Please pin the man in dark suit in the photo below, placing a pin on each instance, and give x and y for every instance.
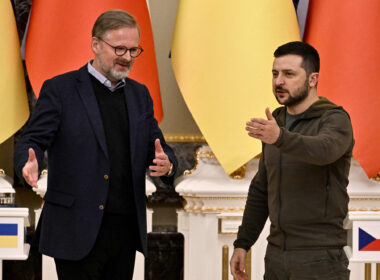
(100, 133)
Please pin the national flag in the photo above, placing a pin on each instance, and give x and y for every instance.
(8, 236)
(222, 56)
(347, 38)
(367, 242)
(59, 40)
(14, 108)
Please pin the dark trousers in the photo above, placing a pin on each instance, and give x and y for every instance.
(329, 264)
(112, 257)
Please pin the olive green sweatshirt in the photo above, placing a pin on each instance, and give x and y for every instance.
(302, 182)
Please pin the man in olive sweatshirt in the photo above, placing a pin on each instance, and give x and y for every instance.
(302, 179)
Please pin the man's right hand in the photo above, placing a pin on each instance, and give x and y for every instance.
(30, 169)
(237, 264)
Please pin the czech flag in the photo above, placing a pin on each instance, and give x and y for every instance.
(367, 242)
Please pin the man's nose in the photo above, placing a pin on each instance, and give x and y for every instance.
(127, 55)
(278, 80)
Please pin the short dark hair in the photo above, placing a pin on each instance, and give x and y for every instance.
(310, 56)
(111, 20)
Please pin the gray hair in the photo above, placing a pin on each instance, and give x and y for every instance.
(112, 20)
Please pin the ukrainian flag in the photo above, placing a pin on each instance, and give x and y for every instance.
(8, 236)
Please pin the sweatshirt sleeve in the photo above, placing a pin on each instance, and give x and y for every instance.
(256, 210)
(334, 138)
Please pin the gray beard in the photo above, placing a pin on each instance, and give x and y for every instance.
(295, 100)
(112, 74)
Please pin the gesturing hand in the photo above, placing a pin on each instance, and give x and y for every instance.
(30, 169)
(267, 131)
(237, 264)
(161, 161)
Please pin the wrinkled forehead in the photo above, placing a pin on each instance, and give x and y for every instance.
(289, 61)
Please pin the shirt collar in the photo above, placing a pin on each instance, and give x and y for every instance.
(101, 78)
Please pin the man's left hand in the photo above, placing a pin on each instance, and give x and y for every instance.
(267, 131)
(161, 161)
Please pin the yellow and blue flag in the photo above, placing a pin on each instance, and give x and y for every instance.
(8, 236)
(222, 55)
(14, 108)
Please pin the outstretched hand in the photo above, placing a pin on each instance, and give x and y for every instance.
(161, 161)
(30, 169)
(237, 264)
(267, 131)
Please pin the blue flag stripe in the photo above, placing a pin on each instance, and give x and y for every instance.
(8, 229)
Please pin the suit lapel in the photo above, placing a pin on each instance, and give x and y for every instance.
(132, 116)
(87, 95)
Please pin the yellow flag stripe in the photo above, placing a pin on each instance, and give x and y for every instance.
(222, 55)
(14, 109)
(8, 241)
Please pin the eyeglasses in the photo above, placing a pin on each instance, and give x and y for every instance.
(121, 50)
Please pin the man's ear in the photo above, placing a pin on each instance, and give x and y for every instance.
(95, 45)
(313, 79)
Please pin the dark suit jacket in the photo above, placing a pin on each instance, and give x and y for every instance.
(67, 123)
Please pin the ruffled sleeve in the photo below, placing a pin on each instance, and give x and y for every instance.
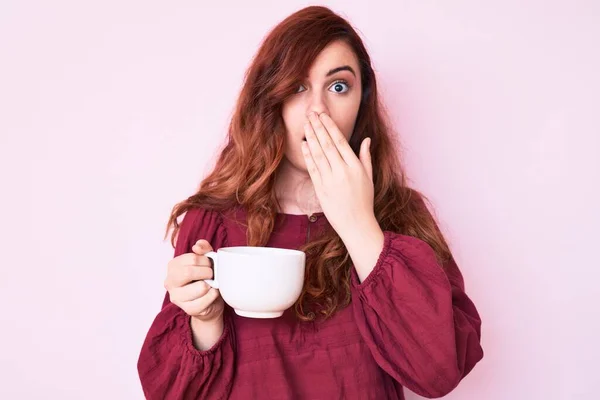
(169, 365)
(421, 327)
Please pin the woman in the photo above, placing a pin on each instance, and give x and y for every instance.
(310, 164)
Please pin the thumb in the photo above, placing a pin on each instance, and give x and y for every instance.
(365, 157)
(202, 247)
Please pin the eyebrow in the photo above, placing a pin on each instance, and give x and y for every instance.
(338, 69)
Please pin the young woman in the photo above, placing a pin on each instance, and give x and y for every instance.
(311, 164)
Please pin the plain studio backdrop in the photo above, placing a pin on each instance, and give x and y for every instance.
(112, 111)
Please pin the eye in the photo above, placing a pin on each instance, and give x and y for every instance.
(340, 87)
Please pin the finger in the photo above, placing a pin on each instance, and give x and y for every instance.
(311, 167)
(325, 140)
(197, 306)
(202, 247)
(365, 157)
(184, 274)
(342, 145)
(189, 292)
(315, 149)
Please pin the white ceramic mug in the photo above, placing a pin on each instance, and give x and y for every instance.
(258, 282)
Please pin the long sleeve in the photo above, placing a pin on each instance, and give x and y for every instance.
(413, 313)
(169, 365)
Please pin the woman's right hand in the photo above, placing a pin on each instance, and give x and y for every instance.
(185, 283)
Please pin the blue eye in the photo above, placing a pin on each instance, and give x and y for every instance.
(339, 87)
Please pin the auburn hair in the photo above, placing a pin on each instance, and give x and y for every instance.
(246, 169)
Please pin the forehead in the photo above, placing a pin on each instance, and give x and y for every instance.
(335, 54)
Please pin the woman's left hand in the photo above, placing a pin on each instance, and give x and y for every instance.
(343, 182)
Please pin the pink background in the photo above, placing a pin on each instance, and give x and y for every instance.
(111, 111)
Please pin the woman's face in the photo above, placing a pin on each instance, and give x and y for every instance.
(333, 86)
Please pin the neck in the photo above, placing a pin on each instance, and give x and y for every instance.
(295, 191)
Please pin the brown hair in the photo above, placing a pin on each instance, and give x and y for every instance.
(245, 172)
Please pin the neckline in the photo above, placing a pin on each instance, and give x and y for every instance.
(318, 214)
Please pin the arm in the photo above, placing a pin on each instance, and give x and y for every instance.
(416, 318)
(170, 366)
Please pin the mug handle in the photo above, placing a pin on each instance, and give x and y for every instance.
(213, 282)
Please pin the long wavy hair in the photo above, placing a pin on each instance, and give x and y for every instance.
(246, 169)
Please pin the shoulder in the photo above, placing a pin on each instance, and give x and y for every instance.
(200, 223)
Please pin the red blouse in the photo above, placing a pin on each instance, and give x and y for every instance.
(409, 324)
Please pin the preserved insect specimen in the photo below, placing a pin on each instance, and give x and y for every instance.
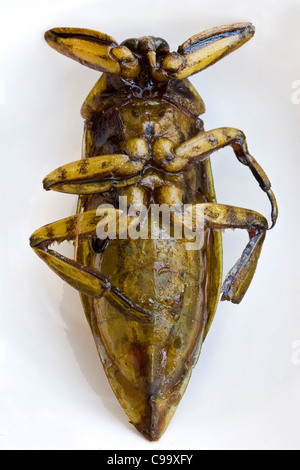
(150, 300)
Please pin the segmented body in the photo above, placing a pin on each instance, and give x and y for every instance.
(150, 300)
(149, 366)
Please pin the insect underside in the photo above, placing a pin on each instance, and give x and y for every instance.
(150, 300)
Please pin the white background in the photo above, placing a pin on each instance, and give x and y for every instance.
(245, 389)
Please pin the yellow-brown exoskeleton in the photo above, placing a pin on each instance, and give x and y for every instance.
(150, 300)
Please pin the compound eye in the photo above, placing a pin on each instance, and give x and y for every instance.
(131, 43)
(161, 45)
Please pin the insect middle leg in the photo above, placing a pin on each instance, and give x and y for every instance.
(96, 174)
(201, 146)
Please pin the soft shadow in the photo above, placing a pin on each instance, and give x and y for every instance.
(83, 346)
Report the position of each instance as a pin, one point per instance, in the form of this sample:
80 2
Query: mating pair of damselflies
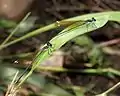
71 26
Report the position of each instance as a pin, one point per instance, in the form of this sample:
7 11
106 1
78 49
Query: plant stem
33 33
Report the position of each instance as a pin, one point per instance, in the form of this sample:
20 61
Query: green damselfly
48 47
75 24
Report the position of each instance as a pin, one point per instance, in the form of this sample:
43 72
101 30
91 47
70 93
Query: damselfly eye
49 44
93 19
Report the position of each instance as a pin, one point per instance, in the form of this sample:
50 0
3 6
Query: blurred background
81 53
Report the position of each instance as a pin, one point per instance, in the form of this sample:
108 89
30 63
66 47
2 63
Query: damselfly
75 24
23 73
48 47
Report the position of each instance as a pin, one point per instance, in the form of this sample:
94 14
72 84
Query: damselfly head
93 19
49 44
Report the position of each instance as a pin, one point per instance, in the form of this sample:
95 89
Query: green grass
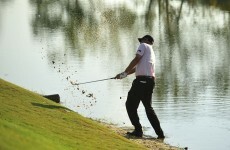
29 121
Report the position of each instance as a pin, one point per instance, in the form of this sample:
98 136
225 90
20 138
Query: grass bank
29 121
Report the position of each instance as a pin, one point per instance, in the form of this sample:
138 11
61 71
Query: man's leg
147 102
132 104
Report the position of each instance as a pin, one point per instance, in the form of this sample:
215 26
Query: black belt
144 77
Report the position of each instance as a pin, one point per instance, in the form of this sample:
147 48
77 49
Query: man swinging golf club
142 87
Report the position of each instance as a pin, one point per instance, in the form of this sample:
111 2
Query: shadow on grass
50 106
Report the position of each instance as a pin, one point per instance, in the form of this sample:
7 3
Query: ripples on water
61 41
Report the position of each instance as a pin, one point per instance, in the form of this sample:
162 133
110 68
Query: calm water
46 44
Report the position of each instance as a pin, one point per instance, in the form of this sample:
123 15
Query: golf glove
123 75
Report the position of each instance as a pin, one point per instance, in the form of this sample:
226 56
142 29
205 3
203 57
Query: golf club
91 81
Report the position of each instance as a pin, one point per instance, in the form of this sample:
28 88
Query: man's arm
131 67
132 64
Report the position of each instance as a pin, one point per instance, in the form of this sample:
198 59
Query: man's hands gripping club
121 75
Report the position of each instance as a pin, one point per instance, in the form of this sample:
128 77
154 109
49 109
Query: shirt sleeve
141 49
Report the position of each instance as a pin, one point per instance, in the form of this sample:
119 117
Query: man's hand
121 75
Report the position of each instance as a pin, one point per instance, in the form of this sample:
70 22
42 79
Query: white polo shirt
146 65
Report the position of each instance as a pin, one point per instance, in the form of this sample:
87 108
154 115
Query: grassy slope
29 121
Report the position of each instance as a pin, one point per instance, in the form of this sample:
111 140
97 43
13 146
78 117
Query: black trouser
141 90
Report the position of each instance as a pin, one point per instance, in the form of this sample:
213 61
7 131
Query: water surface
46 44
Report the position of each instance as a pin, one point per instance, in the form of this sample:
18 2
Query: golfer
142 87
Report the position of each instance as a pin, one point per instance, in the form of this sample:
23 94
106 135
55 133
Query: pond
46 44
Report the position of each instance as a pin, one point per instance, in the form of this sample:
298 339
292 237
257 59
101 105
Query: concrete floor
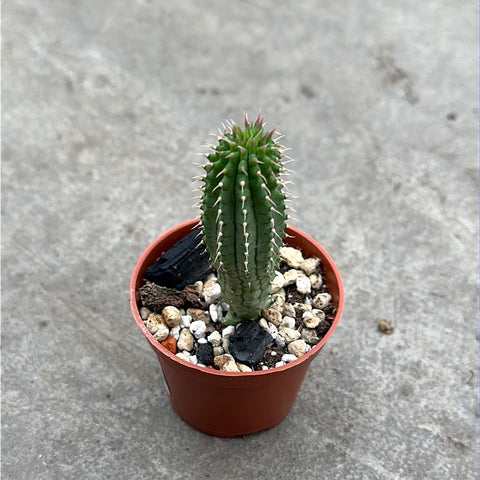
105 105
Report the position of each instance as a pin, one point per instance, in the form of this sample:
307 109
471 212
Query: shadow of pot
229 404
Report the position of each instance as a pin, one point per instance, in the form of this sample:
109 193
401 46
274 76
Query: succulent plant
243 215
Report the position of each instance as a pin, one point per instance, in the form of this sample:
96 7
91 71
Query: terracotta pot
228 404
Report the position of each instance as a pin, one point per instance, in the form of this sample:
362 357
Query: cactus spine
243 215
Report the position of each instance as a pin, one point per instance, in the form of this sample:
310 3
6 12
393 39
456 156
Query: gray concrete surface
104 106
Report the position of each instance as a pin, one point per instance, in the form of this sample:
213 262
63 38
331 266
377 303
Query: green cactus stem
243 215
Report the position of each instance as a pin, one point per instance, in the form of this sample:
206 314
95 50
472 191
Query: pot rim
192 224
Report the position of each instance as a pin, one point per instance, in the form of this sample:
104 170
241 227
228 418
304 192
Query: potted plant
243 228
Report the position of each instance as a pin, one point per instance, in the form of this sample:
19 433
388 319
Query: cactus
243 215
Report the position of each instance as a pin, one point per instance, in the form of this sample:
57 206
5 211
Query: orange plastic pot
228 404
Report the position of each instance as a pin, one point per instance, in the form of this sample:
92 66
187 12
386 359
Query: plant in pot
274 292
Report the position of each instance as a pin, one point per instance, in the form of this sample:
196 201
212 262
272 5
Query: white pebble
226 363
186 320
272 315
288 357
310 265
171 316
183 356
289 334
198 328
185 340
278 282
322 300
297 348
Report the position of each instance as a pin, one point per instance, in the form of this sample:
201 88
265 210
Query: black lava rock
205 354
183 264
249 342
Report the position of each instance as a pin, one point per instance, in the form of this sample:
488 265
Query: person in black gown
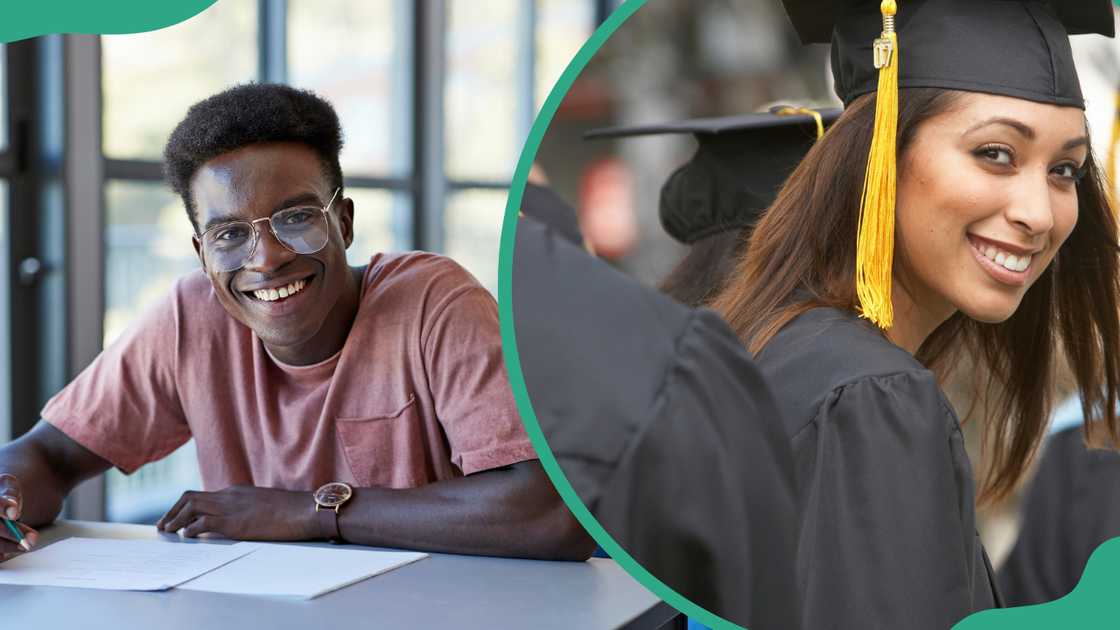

_____

Problem to solve:
Locate every line in the material above that contains the word "insect", treating uppercase and lowercase as different, and copy each of those lines.

Exercise output:
Please pin the preserved insect specimen in the photo below, placing a pin on each instance, and give x and y for every instance.
Please pin the insect underside in the photo above, placing a pin on each instance, and give x and y for every instance.
Please pin the insect middle leg in the photo above, placing a pin on each instance, and give x and y for every instance.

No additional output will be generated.